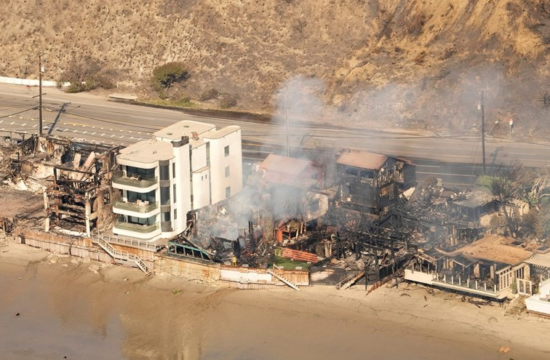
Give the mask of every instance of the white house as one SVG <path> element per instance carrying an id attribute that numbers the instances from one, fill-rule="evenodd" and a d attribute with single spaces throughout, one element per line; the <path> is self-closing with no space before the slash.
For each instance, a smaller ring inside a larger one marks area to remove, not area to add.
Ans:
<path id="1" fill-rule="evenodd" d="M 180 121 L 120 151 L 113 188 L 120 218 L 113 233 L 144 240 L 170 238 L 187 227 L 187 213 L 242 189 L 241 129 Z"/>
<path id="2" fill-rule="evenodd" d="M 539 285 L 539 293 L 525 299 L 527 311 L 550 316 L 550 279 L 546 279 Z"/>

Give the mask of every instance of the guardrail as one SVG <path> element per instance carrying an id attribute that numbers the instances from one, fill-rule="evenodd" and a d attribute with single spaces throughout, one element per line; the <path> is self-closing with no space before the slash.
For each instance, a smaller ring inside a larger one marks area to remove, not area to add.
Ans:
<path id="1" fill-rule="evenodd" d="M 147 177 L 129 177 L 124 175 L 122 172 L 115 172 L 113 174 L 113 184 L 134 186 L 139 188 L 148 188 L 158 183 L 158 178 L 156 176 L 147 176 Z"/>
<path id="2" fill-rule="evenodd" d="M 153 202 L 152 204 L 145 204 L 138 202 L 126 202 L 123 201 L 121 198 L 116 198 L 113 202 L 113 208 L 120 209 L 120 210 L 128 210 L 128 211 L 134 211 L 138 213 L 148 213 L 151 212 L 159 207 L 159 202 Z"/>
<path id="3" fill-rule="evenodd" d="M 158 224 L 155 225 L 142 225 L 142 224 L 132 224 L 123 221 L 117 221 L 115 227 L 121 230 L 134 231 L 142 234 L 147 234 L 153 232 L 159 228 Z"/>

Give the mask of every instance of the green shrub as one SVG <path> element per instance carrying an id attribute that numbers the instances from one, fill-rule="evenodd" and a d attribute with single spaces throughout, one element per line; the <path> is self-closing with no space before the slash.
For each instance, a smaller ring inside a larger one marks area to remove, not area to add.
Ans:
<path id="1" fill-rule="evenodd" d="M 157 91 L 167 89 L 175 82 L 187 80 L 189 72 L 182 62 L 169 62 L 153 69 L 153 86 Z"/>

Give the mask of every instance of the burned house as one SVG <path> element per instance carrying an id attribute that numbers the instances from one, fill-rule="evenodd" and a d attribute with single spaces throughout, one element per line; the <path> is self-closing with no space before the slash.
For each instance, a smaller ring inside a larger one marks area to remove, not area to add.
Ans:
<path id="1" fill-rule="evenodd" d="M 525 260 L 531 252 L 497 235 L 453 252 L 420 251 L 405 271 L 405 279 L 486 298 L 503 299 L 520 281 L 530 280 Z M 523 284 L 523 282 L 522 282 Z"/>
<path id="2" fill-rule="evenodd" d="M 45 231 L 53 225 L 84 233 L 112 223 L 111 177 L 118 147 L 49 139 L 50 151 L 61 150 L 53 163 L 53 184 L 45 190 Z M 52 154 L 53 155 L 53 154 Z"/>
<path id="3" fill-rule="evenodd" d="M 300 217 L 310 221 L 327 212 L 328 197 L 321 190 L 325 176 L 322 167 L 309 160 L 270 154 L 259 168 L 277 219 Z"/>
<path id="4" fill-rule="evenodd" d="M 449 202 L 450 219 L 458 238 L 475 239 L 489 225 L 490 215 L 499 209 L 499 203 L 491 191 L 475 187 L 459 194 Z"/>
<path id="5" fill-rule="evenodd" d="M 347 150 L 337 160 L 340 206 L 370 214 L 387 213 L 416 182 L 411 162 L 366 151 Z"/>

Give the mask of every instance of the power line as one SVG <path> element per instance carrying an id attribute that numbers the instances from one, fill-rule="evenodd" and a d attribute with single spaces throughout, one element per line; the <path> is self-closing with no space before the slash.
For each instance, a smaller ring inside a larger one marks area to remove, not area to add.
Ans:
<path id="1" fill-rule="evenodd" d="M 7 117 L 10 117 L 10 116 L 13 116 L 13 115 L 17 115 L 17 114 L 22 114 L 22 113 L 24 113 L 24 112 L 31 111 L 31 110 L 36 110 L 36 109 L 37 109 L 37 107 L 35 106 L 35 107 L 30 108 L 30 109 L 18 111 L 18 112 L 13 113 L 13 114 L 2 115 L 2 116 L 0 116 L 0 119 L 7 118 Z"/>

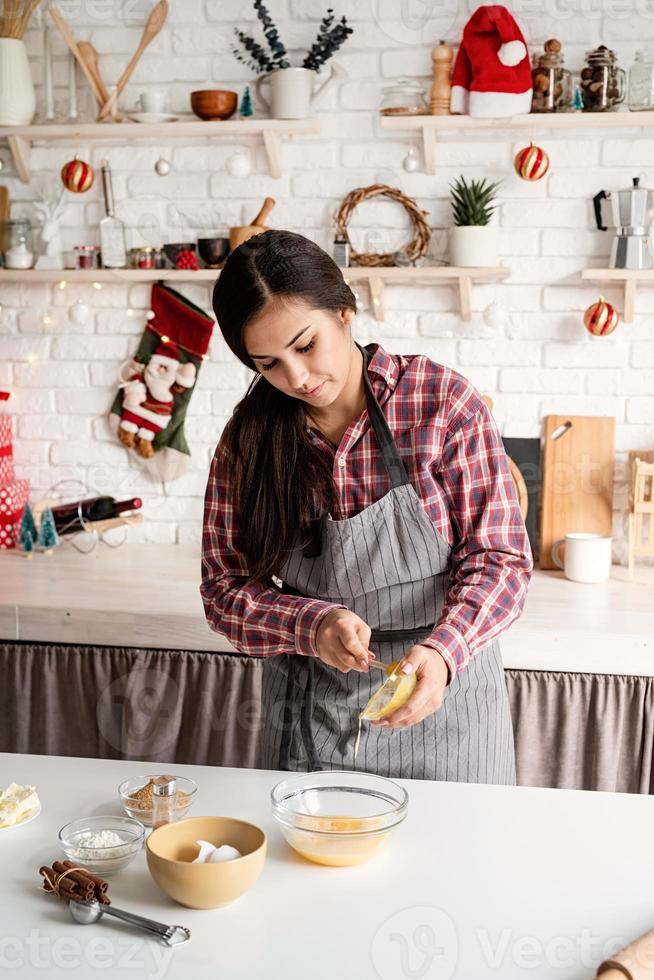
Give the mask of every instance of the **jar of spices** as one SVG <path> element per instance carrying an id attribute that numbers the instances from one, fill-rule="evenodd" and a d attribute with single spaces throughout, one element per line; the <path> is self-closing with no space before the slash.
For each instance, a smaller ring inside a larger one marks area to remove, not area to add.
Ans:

Exercise aim:
Answer with nothing but the count of lines in the entries that hold the word "house".

Task result:
2